# SHORT PROBLEM
Reproduce the listing below, substituting "Sample format" for every occurrence of "Format example" and keeping everything else unchanged. Leave the pictures out of your version.
○ ○ ○
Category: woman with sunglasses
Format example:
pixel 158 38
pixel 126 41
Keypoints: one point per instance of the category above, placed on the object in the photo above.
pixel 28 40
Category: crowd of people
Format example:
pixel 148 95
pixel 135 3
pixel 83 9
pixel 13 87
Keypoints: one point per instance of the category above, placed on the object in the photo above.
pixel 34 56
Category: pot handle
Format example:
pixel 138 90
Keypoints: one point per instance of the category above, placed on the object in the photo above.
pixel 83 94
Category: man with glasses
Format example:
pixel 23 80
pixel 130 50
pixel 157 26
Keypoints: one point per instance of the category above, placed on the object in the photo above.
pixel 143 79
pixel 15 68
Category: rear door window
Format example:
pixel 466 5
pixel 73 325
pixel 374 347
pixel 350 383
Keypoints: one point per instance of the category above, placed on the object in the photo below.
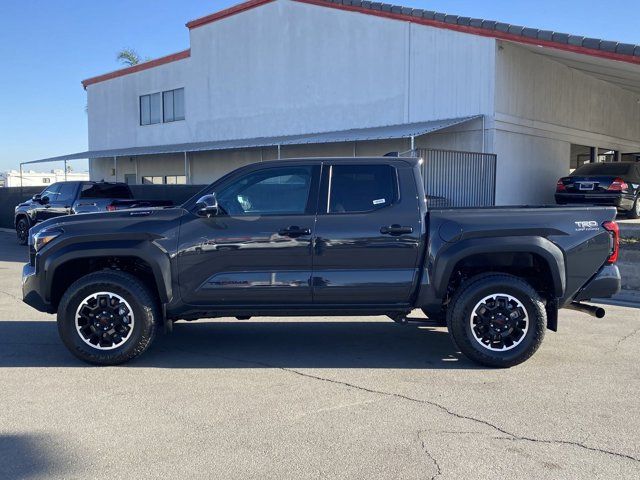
○ ○ ○
# RESPONSE FOR THIS EXERCISE
Category: woman with sunglasses
Sample format:
pixel 158 38
pixel 126 41
Keypoints: one point per instance of the category above, placed on the object in the photo above.
pixel 28 40
Category: crowd of people
Sample format:
pixel 148 95
pixel 135 3
pixel 83 9
pixel 13 87
Keypoints: one point per instance of the category above, placed on the object in the photo above.
pixel 34 56
Category: pot handle
Sample format:
pixel 138 90
Keypoints: one point per instance of the category above, placed on the object in the photo above.
pixel 83 94
Category: man with glasses
Sample format:
pixel 23 80
pixel 130 50
pixel 157 26
Keypoints: one point per instance of the category above, placed on the object in the photo above.
pixel 143 79
pixel 15 68
Category: rear door window
Sample format:
pixel 466 5
pixel 73 325
pixel 374 347
pixel 350 383
Keypoints: one point per instance of the category above, placed on the object in the photo below.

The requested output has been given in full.